--- Start Excerpted text ---

Trust

Have you ever opened a clam shell and found a pearl inside?  I haven’t, but I imagine it is quite the experience as you open this rather ugly-looking shell in hopes that something beautiful and valuable is nestled inside.

Did you know that pearls are formed as “a defense mechanism against a potentially threatening irritant such as a parasite inside the shell, or an attack from outside.” (thank you, Wikipedia)  Isn’t that what faith in God’s truth is:  a defense mechanism against a potentially threatening irritant or attack (Satan)?  Faith is called the “shield” because it blocks and defends against the blows the enemy dishes that are meant to take us out (Ephesians 6).

Well-meaning christians sometimes take the time to offer their shields when ours are looking a little tattered and dented.  I am afraid, though, that so much of the things we christians say to each other (christianese) are like clam shells.  The beauty and the prizes are being handed out left and right, but unless you are willing to pry the thing open to find the hidden gem, what you have been given is useless and even kinda ugly.

I metaphorically opened a clam shell this week and found a treasure far more valuable than any pearl.  I had a clam shell handed to me this week that really set me free regarding how to handle unmet desires.  Initially, the truth that was shared was a little irritating and felt like the “christian thing” to say until God opened my eyes to see the pearl hidden inside.

I shared with a dear, Jesus-following woman about my desire for a child.  I gave her insight into the depth of this desire.

After sharing, she asked me, “Do you trust the Father?”

Not wanting to answer too quickly (and trying to decide in my mind if I really did), I answered, “Yes, I do.”  And I meant it will all my heart.  So I sat and waited, hoping that she would say the thing that finally helped me cross this mountain to where I would no longer struggle.

“Then you need to stop taking it back,” she said.  She was met with a slightly puzzled and disappointed look.  She proceeded, “You need to take it to Jesus and leave it there.”

That last line sounded a little too familiar, a little too “christian,” so the immature part of me wanted to roll my eyes a little bit.  Yeah, yeah.  I know.  I have to leave it at the foot of the cross.  I thought.  It was a clam shell I had heard and been offered countless times but never was able to open and see what was hidden deep within.

I knew that the woman sitting in front of me has the Holy Spirit living in her and I knew God was trying to get a message through, so I exercised self-control and instead of writing the whole interaction off as “christianese,” I asked a question to clarify.

“What do you mean?” I asked.

She went on to explain that she believed I trusted God, but that I kept taking my desire back from him.  Huh?  I have?  How?

You see, since beginning a journey with Jesus, I have heard things like, “You have to leave it at the foot of the cross.”  Or “Just take it to Jesus.”  “It” referring to whatever is keeping you from perfect happiness – whether it be a desire or a sin or whatever.

That (leave it at Jesus’s feet) sounds nice and freeing, but how in the world is it done?  I feel like my whole life (even before becoming a Jesus-follower) I have taken things to God.  Most people are quite good at taking things to God.  We talk to him about and vent about all kinds of things.  It is the leaving-it-there part that is more challenging and takes more trust.

This week, for the first time, I have an idea of what it looks like to “leave it there” and “not take it back.”

I see it this way.  Whatever the issue, if you can say honestly that you trust God with that issue, then you know how to leave it at Jesus’ feet.

--- End Excerpted text ---
--- Start Dataset records ---

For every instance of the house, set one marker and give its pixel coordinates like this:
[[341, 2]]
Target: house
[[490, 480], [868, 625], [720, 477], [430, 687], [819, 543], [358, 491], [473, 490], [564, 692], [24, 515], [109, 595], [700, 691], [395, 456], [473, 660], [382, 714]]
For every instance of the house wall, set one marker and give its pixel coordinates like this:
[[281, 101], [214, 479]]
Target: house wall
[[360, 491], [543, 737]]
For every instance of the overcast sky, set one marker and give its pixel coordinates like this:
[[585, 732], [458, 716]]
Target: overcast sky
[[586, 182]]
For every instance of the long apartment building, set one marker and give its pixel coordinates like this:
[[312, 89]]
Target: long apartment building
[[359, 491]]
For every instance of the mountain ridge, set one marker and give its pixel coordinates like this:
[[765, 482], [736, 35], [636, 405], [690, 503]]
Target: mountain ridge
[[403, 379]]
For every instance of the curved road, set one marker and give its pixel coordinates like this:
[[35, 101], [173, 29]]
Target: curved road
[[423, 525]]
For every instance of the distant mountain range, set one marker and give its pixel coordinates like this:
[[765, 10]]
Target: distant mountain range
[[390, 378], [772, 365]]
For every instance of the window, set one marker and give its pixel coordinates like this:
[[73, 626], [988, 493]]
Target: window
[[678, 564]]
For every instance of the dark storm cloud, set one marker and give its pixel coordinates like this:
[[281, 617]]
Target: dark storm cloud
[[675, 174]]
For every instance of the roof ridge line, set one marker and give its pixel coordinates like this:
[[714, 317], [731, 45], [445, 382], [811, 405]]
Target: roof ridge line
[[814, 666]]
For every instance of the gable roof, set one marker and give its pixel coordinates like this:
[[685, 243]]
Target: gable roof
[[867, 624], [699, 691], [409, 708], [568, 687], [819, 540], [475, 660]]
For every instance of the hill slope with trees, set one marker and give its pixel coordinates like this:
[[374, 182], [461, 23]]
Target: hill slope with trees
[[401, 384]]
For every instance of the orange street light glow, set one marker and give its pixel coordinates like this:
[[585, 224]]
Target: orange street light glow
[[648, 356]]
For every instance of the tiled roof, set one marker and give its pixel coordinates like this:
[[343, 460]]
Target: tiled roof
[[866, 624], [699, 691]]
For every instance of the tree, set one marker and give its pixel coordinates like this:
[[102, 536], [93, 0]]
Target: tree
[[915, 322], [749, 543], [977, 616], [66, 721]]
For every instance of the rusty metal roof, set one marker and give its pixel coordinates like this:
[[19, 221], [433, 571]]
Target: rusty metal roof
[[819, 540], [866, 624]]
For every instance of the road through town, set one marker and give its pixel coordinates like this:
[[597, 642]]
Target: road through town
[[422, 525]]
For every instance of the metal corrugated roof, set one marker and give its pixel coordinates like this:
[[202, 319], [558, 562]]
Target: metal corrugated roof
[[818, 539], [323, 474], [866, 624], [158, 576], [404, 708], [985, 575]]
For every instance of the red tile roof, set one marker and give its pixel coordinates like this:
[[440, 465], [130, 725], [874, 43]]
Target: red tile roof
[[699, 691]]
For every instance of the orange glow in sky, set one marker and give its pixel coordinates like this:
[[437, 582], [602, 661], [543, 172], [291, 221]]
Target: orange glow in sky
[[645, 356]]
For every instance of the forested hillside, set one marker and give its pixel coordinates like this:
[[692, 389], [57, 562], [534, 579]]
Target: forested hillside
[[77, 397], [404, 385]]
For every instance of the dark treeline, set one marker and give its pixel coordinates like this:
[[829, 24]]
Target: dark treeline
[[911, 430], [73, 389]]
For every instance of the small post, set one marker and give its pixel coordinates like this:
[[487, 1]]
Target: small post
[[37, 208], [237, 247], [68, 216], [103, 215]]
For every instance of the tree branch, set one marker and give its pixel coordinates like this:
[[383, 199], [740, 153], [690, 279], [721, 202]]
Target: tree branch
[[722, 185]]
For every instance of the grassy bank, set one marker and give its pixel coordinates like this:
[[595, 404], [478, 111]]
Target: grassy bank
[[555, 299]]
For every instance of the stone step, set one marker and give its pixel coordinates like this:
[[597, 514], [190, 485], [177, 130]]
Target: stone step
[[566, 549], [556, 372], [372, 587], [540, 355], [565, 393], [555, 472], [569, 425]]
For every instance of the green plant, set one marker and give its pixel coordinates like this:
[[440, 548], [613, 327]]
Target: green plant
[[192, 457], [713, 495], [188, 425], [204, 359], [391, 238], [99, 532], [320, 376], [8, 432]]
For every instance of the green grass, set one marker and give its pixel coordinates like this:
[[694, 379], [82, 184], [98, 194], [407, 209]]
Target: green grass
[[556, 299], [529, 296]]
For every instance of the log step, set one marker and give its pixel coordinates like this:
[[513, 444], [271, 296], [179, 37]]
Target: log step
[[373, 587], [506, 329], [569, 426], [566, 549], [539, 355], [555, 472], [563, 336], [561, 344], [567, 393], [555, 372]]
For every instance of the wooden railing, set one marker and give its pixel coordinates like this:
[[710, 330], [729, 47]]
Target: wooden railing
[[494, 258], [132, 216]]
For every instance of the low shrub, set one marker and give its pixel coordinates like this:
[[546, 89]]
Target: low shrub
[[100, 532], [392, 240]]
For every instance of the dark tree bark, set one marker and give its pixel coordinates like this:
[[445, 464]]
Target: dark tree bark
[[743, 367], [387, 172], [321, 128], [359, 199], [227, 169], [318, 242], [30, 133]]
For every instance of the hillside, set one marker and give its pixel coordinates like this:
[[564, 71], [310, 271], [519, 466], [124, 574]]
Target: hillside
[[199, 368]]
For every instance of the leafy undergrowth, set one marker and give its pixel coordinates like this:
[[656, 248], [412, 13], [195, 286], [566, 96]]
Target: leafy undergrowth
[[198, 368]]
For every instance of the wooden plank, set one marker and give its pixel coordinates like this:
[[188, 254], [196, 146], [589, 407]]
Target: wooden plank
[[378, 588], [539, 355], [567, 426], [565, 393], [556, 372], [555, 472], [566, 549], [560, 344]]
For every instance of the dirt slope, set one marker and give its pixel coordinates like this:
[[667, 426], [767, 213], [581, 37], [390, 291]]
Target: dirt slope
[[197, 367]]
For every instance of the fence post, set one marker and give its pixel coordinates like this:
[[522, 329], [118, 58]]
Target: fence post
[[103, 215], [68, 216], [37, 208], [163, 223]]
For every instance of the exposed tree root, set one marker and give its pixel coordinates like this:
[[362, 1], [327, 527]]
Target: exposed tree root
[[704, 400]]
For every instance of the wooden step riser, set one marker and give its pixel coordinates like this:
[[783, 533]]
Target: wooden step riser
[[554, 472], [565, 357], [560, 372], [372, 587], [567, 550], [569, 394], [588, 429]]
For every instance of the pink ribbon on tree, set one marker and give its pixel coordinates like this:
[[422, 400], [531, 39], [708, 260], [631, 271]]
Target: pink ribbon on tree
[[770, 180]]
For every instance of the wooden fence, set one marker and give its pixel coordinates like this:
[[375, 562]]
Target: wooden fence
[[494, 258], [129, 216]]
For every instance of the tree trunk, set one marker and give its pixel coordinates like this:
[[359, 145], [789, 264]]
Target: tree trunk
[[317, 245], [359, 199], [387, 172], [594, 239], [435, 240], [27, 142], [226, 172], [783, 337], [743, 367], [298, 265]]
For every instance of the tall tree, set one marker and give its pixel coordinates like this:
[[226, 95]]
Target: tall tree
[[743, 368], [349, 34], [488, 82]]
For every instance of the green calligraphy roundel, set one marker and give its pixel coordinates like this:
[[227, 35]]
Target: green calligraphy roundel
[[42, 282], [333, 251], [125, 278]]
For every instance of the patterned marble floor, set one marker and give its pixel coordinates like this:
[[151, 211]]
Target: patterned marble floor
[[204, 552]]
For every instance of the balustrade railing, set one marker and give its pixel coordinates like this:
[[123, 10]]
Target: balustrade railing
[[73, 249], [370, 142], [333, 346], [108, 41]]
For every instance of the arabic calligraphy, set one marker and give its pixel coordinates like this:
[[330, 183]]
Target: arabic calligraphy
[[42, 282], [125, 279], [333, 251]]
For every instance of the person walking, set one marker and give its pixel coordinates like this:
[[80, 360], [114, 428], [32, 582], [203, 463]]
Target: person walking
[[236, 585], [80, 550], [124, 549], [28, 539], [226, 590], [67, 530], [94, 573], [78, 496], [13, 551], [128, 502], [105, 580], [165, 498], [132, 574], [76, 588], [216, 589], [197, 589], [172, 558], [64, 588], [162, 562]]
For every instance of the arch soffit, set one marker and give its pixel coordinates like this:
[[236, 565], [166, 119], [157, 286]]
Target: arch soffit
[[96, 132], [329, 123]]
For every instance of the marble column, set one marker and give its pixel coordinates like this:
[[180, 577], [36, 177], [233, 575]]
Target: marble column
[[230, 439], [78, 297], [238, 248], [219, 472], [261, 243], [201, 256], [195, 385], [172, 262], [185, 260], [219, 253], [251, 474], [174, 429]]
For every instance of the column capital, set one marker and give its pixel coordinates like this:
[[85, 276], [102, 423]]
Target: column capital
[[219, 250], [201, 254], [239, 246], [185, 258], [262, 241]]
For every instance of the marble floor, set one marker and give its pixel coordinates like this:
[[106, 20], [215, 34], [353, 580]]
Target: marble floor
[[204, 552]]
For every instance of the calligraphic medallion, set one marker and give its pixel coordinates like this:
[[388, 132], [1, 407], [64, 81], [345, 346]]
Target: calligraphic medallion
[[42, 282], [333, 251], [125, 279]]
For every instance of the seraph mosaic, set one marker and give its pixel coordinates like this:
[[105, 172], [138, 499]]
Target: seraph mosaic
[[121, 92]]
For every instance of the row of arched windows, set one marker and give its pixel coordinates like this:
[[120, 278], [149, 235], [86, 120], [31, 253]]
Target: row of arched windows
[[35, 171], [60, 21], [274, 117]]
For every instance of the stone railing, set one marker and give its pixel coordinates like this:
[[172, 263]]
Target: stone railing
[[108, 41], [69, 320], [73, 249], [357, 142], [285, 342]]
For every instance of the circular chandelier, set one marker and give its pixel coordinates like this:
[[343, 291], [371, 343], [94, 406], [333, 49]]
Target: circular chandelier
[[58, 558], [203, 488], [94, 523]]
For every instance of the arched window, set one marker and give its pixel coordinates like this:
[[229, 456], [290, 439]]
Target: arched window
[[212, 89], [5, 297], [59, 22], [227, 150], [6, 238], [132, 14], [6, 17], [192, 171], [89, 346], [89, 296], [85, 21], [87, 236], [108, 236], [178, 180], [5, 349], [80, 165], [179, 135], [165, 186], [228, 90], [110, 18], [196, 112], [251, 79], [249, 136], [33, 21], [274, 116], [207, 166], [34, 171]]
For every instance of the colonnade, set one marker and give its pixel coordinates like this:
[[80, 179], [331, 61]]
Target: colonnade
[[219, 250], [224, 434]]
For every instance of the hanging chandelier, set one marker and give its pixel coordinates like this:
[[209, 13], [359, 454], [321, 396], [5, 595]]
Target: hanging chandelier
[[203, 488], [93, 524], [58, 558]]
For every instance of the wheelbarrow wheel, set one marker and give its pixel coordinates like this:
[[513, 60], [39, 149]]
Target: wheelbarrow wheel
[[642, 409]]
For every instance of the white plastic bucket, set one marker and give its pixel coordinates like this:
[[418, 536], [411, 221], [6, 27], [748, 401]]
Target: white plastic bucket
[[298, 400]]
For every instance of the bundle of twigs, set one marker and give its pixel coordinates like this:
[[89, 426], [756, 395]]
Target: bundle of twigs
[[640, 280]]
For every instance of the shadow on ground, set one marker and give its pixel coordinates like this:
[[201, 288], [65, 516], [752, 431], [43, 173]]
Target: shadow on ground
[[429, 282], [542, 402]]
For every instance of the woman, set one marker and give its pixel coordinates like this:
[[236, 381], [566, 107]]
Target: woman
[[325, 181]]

--- End Dataset records ---

- _Aim of the exercise_
Answer these questions from the post on trust.
(a) According to the quoted definition, what do pearls form as a defense against?
(b) What question did the woman ask after the writer shared the desire for a child?
(c) What part of bringing things to God does the writer call more challenging?
The listing was drawn from a different source than the post on trust.

- _Written solution_
(a) Pearls form as a defense against a potentially threatening irritant, such as a parasite inside the shell, or an attack from outside.
(b) She asked, "Do you trust the Father?"
(c) The writer calls the leaving-it-there part more challenging and says it takes more trust.